# Excerpted text

▽

Richard Lynch: [00:36:16] And quite frankly, our people will be better for it because as I alluded to, our people don't get burnt out from working on engaging complex areas. They get burnt out from entering their time. They get burnt out from reconciling and footing. They get burnt out from the things that aren't exciting to their minds. If we use AI to eliminate this production mentality and have more engaging conversations with our clients and prospects, have more engaging and mentoring opportunities with our people. If we start that journey of looking at everything that we do on a daily basis and asking ourselves is, is this something that is foundational to what we do? Or is this something that has high probability of being automated and replaced in the future? What can I start to move my mind towards that as a value proposition to the people that work for me and the people that I work for?

Blake Oliver: [00:37:02] So when it comes specifically to the like the way we measure our staff though, like, you know, you said that a barrier to ending timesheets is that we have these performance metrics that we track operationally, and we don't know what to replace them with. Mhm. So like, what would you replace them with? Like how, how would you measure the contribution of a staff person to like that value that you talked about? Like what? Because we can't move away from the hourly model until.

Richard Lynch: [00:37:34] We.

Blake Oliver: [00:37:35] Have some other way of measuring their performance. Right?

Richard Lynch: [00:37:38] I think I think a lot of that candidly, is one reason why we're still stuck in this billable mentality is a better alternative hasn't necessarily been identified, because you are dealing with a group of people that like to be able to tie to data, and that hours provides a lot of data. How many hours did I work? What was my realization? How effective, how quick did I do that project? What was the budget? Was I under budget? All those questions could be asked because we enter time. And when you're dealing with the accounting mentality, they like to be able to reconcile those realities even though it's a burden to them. They like to be able to reconcile them. Anything that you start to replace that with becomes more subjective. Um, what type of value to provide? How many questions did we answer? How engaged did we get with the clients? What those are more subjective and much more difficult questions to answer in terms of performance and productivity. I do think it shifts away from this idea of production into client satisfaction, into how happy is the client with the work that we've done. That's the measure of what we do. Um, so, so that's.

Blake Oliver: [00:38:43] Something we can measure.

Richard Lynch: [00:38:45] That's something that we'll have to measure. And that's probably where we start to engage in that performance mentality about it's less about how many hours did we work and more about how happy do we make our clients. And even in my seat, it's probably more about how happy do we make our people, not how many hours do they work, how happy are people? How engaged are our people? Um, and those are things that will have to shift from a measurement standpoint to how we engage and that that creates better connectivity with our clients and better connectivity with our people.

Blake Oliver: [00:39:14] We can measure stuff other than ours, though that's linked to value. Like, um, just brainstorming here for a second, right? Like revenue.

Richard Lynch: [00:39:26] Sure.

Blake Oliver: [00:39:27] Okay. Revenue is value.

Richard Lynch: [00:39:29] Absolutely.

Blake Oliver: [00:39:30] Economic theory says that when a client pays us money, they are exchanging value for value. The value of our services for the value of their money. So one thing that I've seen firms do is link employee incentives to revenue instead of hours. If, if if we're not using ours anymore to derive revenue like ours, revenue is not a function of ours anymore. Then why are we measuring ours for performance purposes? Let's measure the employees contribution to revenue.

△

# Data lines

▽

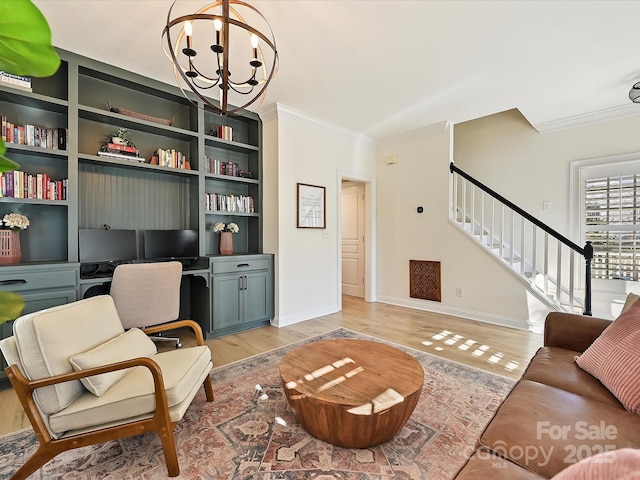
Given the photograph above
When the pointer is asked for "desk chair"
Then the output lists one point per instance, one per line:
(147, 294)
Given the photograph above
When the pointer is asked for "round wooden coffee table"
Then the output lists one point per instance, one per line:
(351, 393)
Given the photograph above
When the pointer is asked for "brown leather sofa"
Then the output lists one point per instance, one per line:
(556, 415)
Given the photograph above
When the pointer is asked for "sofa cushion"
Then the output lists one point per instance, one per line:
(621, 464)
(133, 395)
(486, 464)
(47, 338)
(614, 358)
(130, 344)
(546, 429)
(556, 367)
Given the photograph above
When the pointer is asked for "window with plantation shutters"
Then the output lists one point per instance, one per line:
(612, 224)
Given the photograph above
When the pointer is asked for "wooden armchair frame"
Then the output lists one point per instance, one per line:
(160, 422)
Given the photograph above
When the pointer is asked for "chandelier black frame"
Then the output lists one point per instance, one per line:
(188, 68)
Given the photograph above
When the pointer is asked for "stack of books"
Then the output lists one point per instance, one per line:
(224, 132)
(173, 159)
(123, 152)
(15, 81)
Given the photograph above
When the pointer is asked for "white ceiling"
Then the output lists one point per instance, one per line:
(384, 67)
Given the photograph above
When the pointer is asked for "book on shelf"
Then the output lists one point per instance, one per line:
(15, 81)
(218, 202)
(19, 184)
(173, 159)
(122, 148)
(218, 167)
(33, 135)
(224, 132)
(121, 156)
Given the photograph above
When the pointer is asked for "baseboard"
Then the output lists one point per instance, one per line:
(283, 321)
(456, 312)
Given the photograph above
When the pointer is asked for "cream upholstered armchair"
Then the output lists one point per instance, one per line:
(83, 380)
(147, 294)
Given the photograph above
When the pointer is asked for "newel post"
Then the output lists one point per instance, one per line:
(588, 256)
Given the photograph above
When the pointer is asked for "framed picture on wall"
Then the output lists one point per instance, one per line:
(311, 203)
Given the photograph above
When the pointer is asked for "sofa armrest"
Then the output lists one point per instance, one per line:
(572, 331)
(24, 389)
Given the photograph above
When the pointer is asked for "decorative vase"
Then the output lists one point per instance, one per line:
(10, 251)
(226, 243)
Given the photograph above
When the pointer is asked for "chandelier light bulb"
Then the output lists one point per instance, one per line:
(229, 22)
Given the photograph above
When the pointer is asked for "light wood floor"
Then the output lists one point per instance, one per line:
(500, 350)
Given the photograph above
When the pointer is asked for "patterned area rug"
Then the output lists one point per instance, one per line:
(248, 433)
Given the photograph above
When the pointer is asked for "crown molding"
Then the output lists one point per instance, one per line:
(588, 118)
(419, 133)
(279, 110)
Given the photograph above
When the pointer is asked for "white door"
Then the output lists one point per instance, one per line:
(353, 239)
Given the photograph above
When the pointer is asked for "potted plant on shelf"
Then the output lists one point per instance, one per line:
(10, 227)
(226, 240)
(26, 50)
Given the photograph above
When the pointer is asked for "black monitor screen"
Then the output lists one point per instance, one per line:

△

# Challenge
Copy the passage in the transcript above from "Richard Lynch: [00:39:29]" to "contribution to revenue.", keeping every word unchanged.

# Complete answer
Richard Lynch: [00:39:29] Absolutely.

Blake Oliver: [00:39:30] Economic theory says that when a client pays us money, they are exchanging value for value. The value of our services for the value of their money. So one thing that I've seen firms do is link employee incentives to revenue instead of hours. If, if if we're not using ours anymore to derive revenue like ours, revenue is not a function of ours anymore. Then why are we measuring ours for performance purposes? Let's measure the employees contribution to revenue.